» **What the task asks**
Below are the records; give again exactly the line with "Target: small wave", the line with "Note to the class: find each instance of the white sea", and each line that lies between them, and nothing besides.

=== Input material ===

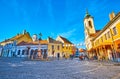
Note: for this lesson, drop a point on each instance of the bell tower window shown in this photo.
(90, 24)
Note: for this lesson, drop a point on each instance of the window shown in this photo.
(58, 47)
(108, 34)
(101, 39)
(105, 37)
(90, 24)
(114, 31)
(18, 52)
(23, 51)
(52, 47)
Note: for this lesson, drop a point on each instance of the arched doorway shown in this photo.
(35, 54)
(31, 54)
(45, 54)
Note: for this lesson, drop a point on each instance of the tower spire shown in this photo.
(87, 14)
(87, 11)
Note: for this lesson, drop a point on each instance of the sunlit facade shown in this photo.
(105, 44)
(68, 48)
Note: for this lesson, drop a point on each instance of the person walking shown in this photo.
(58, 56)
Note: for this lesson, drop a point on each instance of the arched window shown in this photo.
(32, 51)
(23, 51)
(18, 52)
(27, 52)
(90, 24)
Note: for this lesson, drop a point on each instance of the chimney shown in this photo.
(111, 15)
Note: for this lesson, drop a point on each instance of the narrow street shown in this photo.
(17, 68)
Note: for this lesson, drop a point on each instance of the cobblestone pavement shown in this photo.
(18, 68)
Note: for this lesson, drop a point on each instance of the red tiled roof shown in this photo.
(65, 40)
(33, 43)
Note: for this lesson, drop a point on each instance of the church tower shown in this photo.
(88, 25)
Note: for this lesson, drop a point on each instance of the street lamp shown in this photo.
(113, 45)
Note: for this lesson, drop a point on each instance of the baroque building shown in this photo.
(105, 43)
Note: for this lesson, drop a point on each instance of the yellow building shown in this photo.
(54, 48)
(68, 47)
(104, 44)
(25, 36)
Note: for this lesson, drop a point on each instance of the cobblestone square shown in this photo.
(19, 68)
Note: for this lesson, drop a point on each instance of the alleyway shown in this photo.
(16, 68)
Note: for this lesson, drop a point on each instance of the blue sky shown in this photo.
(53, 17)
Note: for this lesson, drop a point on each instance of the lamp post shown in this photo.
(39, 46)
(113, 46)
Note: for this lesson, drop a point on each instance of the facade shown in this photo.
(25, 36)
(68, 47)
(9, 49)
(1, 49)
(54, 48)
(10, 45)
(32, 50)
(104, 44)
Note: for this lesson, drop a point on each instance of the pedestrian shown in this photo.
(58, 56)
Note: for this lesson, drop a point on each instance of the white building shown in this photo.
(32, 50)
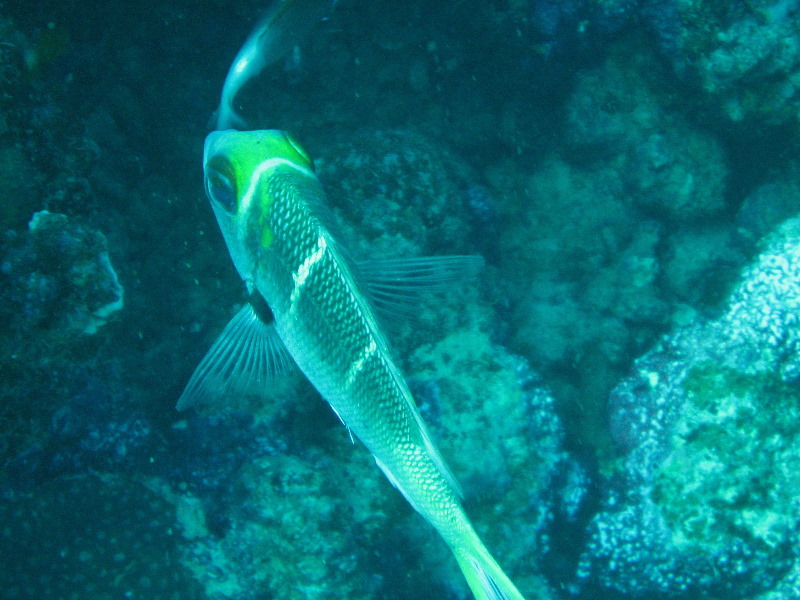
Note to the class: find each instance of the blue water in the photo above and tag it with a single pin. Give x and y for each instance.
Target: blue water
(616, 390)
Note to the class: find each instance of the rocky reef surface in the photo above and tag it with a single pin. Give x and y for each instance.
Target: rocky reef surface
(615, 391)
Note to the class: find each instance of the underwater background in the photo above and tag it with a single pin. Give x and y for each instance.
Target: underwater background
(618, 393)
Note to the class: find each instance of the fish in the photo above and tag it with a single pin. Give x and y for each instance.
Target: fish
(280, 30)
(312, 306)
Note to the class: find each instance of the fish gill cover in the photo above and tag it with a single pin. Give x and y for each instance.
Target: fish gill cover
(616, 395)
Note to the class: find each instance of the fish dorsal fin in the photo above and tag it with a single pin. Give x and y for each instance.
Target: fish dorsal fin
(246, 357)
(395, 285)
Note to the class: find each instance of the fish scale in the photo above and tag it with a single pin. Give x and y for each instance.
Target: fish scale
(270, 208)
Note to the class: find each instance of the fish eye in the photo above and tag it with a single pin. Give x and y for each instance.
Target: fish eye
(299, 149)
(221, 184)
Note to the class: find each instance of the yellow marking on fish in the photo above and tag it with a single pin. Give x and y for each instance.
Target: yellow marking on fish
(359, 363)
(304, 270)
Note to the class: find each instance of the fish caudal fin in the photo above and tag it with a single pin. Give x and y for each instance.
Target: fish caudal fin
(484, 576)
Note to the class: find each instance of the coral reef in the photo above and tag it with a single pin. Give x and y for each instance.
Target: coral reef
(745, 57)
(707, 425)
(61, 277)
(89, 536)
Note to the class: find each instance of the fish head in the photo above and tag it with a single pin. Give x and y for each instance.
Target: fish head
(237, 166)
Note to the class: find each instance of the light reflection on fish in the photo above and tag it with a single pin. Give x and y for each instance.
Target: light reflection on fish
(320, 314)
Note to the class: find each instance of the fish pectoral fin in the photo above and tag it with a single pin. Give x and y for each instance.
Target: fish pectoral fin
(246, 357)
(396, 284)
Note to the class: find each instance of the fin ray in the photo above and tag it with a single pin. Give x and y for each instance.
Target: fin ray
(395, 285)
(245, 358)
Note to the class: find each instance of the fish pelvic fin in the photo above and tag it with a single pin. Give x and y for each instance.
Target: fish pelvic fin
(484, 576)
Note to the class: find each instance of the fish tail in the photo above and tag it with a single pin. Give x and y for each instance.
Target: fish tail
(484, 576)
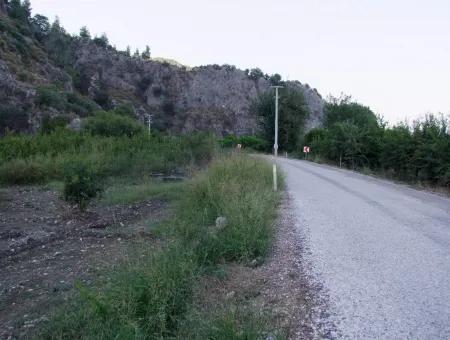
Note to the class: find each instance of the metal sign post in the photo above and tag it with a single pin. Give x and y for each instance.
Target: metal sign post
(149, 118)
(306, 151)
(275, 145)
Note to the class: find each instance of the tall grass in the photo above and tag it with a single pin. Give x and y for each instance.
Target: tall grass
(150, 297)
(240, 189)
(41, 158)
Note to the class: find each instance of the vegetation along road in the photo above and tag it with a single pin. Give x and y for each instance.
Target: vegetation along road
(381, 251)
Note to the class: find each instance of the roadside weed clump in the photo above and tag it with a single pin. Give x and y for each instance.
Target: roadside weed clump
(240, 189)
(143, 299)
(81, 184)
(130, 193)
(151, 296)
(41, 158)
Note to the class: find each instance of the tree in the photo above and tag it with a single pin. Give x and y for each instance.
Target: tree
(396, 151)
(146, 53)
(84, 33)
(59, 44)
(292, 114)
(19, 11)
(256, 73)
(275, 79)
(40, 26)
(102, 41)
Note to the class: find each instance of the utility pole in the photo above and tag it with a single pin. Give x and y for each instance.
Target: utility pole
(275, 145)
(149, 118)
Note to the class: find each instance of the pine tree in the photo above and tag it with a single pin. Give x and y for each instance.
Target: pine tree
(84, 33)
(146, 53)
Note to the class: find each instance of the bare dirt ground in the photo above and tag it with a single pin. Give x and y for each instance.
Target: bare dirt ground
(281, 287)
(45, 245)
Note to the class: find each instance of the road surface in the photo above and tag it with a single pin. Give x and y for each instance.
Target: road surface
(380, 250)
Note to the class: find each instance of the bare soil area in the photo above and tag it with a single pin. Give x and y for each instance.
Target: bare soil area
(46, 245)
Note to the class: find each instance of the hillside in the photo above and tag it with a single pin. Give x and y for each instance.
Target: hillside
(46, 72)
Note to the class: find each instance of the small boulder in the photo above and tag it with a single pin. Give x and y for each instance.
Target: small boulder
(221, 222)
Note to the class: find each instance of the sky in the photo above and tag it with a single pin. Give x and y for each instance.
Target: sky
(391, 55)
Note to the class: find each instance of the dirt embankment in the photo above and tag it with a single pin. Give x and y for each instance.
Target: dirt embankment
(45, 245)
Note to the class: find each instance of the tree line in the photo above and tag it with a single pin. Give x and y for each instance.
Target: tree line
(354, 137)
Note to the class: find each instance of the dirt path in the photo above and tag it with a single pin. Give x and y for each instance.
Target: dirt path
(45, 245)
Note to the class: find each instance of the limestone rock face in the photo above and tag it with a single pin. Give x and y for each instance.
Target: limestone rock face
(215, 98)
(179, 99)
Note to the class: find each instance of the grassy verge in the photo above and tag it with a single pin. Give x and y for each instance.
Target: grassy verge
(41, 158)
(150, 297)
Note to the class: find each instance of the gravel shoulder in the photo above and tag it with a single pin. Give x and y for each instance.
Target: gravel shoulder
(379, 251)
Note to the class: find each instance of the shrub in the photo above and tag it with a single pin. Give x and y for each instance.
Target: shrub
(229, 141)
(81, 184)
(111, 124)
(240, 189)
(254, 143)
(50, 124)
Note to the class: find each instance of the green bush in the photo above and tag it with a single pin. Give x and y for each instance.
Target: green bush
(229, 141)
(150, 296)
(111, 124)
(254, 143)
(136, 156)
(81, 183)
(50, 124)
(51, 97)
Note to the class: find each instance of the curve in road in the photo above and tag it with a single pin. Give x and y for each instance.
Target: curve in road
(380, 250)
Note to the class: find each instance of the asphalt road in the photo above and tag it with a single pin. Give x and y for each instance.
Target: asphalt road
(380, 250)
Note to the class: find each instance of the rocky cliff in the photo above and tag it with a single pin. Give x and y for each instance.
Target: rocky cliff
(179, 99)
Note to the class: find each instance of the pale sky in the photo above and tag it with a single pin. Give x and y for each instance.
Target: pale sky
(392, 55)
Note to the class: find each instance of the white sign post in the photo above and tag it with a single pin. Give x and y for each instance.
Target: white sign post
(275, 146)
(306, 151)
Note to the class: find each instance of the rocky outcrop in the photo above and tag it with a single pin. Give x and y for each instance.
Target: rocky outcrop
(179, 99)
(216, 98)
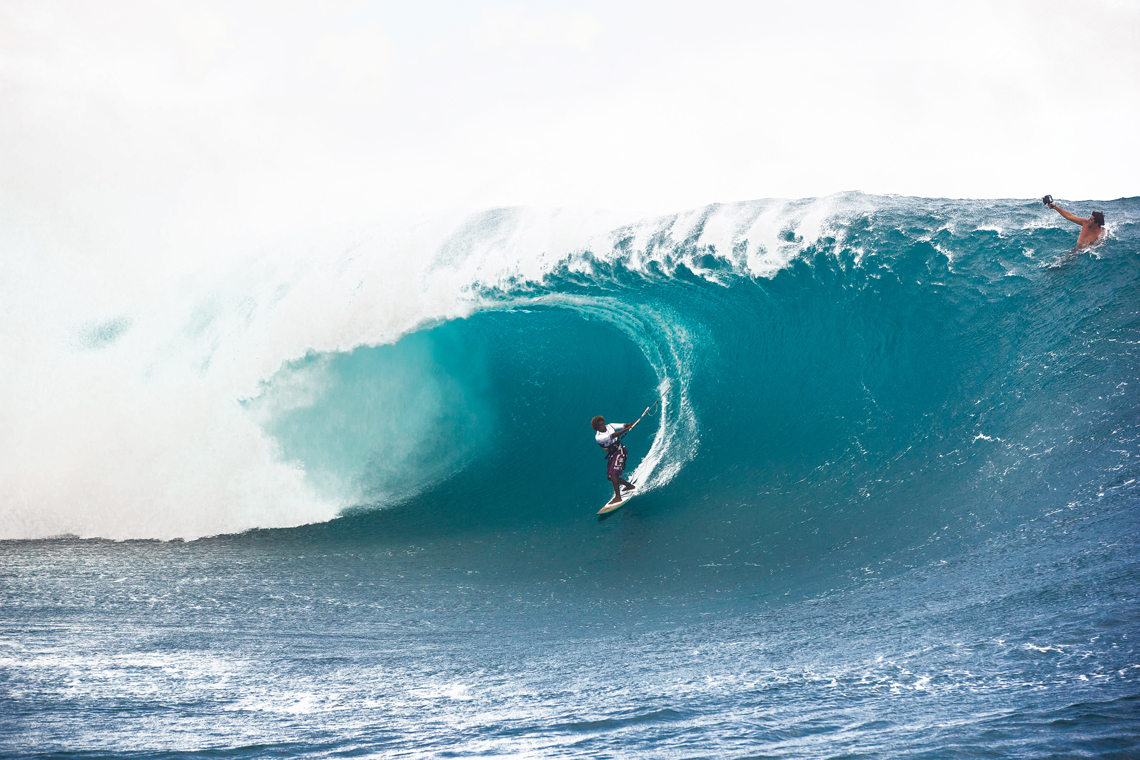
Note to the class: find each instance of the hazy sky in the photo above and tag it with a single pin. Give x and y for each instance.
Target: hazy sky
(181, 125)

===
=== Input material ===

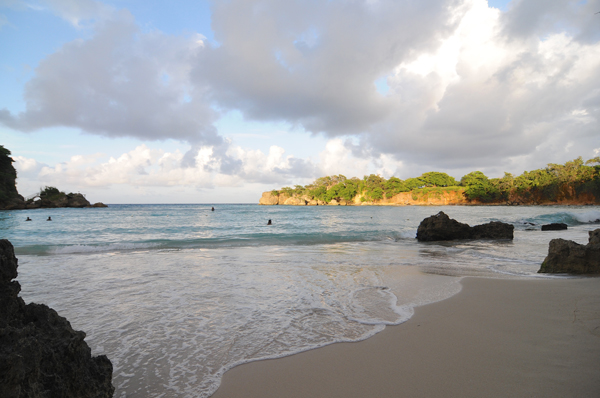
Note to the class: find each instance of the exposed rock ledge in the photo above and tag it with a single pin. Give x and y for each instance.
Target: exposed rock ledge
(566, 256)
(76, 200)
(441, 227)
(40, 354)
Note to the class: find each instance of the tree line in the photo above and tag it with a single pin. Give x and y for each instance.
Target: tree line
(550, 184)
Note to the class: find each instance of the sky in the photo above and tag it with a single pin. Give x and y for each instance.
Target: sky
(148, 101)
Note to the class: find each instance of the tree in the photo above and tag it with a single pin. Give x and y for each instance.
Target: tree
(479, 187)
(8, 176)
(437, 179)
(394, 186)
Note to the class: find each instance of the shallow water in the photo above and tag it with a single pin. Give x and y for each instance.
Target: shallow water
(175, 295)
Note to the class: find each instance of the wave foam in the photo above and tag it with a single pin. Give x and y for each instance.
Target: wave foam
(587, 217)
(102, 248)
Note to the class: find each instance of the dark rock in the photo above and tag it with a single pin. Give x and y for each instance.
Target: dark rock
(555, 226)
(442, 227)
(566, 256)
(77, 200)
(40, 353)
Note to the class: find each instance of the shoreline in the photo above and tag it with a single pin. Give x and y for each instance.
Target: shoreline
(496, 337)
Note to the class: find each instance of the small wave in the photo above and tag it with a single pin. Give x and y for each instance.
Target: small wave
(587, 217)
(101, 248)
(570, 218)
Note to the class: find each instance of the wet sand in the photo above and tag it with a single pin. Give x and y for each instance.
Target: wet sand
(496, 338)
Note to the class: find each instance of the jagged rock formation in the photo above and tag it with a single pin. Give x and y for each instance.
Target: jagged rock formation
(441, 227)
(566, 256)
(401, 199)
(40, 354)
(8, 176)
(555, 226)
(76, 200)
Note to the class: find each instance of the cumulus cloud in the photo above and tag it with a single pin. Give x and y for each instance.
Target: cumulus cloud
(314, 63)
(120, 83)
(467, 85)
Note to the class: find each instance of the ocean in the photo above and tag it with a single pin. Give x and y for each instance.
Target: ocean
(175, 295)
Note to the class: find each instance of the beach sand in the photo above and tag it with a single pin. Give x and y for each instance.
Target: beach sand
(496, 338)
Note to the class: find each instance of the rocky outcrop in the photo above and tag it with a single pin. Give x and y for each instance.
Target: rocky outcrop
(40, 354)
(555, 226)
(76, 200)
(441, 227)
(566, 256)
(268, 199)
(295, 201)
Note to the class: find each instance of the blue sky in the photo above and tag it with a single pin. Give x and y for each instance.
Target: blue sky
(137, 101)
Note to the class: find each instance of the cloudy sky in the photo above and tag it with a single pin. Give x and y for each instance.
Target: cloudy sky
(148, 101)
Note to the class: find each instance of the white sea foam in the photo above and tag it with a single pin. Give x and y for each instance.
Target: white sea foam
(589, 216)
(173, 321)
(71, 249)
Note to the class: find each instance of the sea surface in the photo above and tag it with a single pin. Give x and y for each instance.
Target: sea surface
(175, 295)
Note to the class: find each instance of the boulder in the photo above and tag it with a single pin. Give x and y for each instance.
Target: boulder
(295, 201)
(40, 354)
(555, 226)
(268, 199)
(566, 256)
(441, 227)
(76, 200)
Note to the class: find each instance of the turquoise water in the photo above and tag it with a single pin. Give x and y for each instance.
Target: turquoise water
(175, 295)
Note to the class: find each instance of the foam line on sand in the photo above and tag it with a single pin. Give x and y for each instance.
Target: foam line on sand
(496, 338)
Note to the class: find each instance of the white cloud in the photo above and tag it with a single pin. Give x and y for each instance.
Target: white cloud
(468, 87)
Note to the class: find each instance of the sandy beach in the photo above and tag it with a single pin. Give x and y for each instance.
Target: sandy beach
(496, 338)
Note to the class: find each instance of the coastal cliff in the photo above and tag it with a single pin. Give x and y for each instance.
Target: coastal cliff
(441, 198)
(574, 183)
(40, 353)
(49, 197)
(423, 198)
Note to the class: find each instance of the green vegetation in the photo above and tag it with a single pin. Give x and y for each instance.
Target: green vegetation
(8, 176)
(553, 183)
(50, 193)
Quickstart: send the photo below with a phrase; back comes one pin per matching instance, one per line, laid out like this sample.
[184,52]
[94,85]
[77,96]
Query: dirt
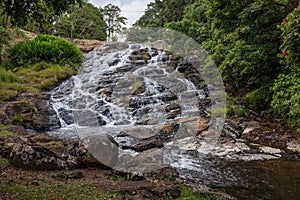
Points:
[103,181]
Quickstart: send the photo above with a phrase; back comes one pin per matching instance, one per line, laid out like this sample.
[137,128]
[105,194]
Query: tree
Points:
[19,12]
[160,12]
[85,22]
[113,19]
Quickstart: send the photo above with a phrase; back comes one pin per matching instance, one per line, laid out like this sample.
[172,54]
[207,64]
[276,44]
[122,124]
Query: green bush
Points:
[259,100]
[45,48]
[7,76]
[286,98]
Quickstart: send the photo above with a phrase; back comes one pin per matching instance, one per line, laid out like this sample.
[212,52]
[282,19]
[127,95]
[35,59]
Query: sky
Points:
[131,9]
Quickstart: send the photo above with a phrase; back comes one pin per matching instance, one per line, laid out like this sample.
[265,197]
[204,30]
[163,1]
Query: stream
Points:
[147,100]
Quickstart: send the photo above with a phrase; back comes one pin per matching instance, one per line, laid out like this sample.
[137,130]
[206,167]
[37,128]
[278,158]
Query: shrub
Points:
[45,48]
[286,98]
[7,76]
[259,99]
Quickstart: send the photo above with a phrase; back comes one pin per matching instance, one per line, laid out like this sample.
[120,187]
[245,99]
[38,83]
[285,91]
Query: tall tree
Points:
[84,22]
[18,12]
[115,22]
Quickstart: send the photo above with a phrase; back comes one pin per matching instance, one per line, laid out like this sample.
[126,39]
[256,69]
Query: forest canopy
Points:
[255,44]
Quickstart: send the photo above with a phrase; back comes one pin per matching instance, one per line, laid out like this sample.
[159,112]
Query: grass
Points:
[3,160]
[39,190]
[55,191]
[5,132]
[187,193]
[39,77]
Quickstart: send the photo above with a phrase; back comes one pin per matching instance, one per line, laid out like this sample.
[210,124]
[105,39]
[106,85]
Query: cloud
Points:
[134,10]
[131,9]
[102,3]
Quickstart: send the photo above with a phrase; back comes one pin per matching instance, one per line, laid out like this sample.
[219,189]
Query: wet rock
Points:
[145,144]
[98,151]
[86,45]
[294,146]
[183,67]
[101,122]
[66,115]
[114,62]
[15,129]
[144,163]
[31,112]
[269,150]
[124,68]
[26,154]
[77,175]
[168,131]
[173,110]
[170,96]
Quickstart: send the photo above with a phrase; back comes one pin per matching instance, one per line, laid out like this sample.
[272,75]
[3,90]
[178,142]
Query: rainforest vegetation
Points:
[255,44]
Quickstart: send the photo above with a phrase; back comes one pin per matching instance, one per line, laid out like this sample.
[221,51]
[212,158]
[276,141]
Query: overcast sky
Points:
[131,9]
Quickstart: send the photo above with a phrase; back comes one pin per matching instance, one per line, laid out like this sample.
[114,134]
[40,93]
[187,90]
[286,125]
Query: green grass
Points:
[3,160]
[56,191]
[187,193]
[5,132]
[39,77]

===

» **Problem solution**
Target: small wave
(587, 217)
(101, 248)
(570, 218)
Note to the class: find each instance of the wet sand in the photo above and tag it with a single pin. Give x and y for each instance.
Target: wet sand
(496, 338)
Note to the class: find each instance of the jagged rock formation in the photo above and tag it with a single pin. Give x and y for each instance.
Target: jagged rock formation
(441, 227)
(566, 256)
(401, 199)
(40, 354)
(8, 176)
(555, 226)
(76, 200)
Note to the class: find each instance of the cumulus cloud in the photo above and tag it with a single pin. Give x and y for each instance.
Target: cumulus cloud
(314, 63)
(120, 83)
(467, 85)
Note to the class: find each instance of the ocean in the photo above and tag it with a single pin. Give x and y for each instance.
Target: ocean
(175, 295)
Note to the class: find each instance of the beach sand in the photo above and tag it with a single pin. Give x and y for each instance.
Target: beach sand
(496, 338)
Note to the class: find each instance of the rocky outcrop in the photo above and tag it with a single pin. Give x and y for each instance.
Target: rocky outcrop
(40, 354)
(555, 226)
(76, 200)
(441, 227)
(566, 256)
(268, 199)
(295, 201)
Note to the class: find each instance of the blue sky in the photo above and tag it with a single pin. Give x and y for each instance.
Target: blue sky
(137, 101)
Note to the class: find each instance of the cloudy sky in the photo above and tag it with a single pin. Give x and y for each instance.
Target: cloudy sky
(148, 101)
Note to the class: find each instance of the white sea foam in the photo above and tag it with a single pin. Give x and y for each instance.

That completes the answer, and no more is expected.